Document extract:
⁂
A jigsaw puzzle is empowering if you plan to support the child rather than than have the child help/support you or if a hild's left to figure it out alone - a table of unfinished jigsaws may indicate that help is needed. Knowledge/knowing that a puzzle is too diffiult to complete and that guidance/assistance is/was unavailable isn't empowering as it teaches 'I can't do' rather than I can. The image on the puzzle can add or take away from a child's empowerment depending how positive those images are - naming fruits and vegetables, breads, cerals, rice. Growing seeds & plants empowers by showing how it's possible to provide food for self and others. Books that explore diversity empowers readers by providing information about how people's lives differ yet might well want the same outcomes - be healthy, safe, prosperous

Children are empowered by knowledge of their world and the way it works :) Understanding risk and balancing risk - slides, swings, ladders, bridges, stepping stones. Knowing own physical and emotional limits helps to protect self and ensure well-being, which makes these type of activities profoundly empowering - woodworking and cutting tools eg. hand drills, whisks, scissors. Activities to encourage bodies to physically stop, start, dodge, dip, run, walk, crawl, jump, climb all enable individuals to know personal capabilities which enable decisions to be made based on that information.


These are some ideas using UN children's rights

The right to play - indoor and outdoor adventuring, props, loose media to build, gather and connect with - bricks, pipes, train track, story telling, dress up, scenarios
The right to be safe - joint rule setting so everyone agrees boundaries and are able to understand the expected levels of conduct/behaviour. 'Stop' activities where children know they can use this word to protect themselves & halt actions - musical statues with music or a caller!
The right to freedom of expression - singing, speaking, creative art projects where children lead in their own resource selection, using and positioning those choices as they wish. Saying yes and no as prefered and being empowered by others by them agreeing with a yes or no, being praised for their confidene in saying yes and no or have their reasoning explored to.
The right to freedom of association and peaceful assembly - times to come together - group activities, games, and to choose the friends/adults children they personally want to be with.
Article 13 and the right to ask & receive information - eg. foods, which are the healthier choices and why. Why brush teeth, why wash hands, why do we need to sleep regularly. How families differ - single parents, married parents, same sex parents, being raised by foster parents, grandparents. How both men/boys and women/girls can do the same and different jobs. How lifestyles and cultural bakgrounds differ - religion, diets, country of origin or ancestry.
Article 6 - right to life - ativities that look at the emergency services and how they save people, what the coast guard does, police, fire brigade, hospitals, international charities. why wear seatbelts and safety helmets.

http://www.silkysteps.com/UNCRC-united-nations-convention-on-the-rights-of-the-child.html

Following children's interests without reprimand empowers them. Denying interests still empower where valid and agreed reasons are disussed as to why the child isn't able to do what they want, when they want.

Challenging discrimination empowers everyone.
⁂
Dataset extract:
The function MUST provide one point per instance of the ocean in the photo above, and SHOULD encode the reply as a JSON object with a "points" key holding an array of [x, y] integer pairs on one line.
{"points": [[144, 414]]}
⁂
Prompt 1: Reproduce the passage on empowering children from "The right to freedom of association" to "origin or ancestry.".
Prompt 2: In the passage on empowering children, how does growing seeds and plants empower children?

Solution 1:
The right to freedom of association and peaceful assembly - times to come together - group activities, games, and to choose the friends/adults children they personally want to be with.
Article 13 and the right to ask & receive information - eg. foods, which are the healthier choices and why. Why brush teeth, why wash hands, why do we need to sleep regularly. How families differ - single parents, married parents, same sex parents, being raised by foster parents, grandparents. How both men/boys and women/girls can do the same and different jobs. How lifestyles and cultural bakgrounds differ - religion, diets, country of origin or ancestry.

Solution 2: It shows how it's possible to provide food for self and others.